## Start The input

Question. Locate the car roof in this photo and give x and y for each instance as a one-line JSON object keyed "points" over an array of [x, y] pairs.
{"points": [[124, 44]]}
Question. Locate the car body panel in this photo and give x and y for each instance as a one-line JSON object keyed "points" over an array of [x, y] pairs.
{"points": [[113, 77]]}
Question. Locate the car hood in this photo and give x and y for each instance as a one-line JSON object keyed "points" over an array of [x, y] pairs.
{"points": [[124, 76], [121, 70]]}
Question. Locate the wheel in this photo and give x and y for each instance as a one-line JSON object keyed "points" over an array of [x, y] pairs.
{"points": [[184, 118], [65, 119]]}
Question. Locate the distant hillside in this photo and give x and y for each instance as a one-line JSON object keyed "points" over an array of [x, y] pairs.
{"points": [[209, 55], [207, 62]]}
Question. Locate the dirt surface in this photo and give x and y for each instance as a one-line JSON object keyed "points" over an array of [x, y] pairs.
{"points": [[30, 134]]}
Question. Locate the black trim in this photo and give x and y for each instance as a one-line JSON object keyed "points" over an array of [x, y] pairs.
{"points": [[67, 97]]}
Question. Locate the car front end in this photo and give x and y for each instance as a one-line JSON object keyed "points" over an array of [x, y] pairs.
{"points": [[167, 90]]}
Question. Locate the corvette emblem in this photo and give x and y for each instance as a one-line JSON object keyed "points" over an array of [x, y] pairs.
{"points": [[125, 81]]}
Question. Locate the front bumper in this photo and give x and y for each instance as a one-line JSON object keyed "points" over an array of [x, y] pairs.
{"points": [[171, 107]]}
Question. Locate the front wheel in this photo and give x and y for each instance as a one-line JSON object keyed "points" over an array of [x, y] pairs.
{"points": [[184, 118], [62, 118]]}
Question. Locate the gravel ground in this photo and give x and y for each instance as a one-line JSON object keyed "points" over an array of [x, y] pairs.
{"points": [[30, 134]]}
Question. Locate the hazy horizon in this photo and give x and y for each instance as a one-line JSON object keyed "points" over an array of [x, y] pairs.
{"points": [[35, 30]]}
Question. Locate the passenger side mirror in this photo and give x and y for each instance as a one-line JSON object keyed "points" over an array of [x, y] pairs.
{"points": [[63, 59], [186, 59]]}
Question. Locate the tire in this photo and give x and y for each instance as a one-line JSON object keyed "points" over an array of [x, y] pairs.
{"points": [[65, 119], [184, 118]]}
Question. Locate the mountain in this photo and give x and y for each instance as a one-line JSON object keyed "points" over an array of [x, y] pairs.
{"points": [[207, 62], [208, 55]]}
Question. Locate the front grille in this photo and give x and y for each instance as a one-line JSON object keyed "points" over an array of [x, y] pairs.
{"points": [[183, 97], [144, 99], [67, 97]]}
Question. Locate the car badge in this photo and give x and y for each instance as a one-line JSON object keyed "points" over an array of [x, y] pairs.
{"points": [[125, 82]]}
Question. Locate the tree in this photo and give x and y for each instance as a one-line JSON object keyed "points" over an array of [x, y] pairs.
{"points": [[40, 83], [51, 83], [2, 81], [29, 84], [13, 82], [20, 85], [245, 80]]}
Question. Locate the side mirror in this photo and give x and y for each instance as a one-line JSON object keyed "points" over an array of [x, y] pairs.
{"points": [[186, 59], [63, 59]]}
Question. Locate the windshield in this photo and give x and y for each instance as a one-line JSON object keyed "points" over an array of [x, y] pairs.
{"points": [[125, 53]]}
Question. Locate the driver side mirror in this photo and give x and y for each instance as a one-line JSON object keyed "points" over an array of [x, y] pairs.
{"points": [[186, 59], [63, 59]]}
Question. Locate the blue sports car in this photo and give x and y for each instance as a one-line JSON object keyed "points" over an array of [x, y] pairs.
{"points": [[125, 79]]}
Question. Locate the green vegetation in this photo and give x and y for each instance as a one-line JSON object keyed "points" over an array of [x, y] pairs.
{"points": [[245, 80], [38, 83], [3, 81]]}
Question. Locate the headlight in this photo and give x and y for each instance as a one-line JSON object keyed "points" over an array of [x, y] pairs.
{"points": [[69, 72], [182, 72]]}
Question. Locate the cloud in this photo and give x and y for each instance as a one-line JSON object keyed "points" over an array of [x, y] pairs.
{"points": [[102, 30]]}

## End The input

> [What is required]: Reproduce the items above verbatim, starting at the line that contains "Question. Locate the blue" and ending at the last line of the items, with both of those lines included.

> [Solution below]:
Question. Locate the blue sports car in this photo and give x and y for each instance as a one-line JSON object keyed "points" over an array of [x, y] pairs.
{"points": [[125, 79]]}
Question. Locate the green vegetation in this photo and give x and y for each instance as a one-line JSON object keyed "points" over an array of [x, y] pairs.
{"points": [[245, 80], [38, 83], [3, 81]]}
Question. Locate the headlight in this photo and give x and y for each instance as a one-line JSON object keyed "points" over an array of [x, y] pairs.
{"points": [[69, 72], [182, 72]]}
Question. Locate the cloud in this photo and give x and y for each instance as a one-line JSON object keyed "points" over an array of [x, y] pairs.
{"points": [[102, 30]]}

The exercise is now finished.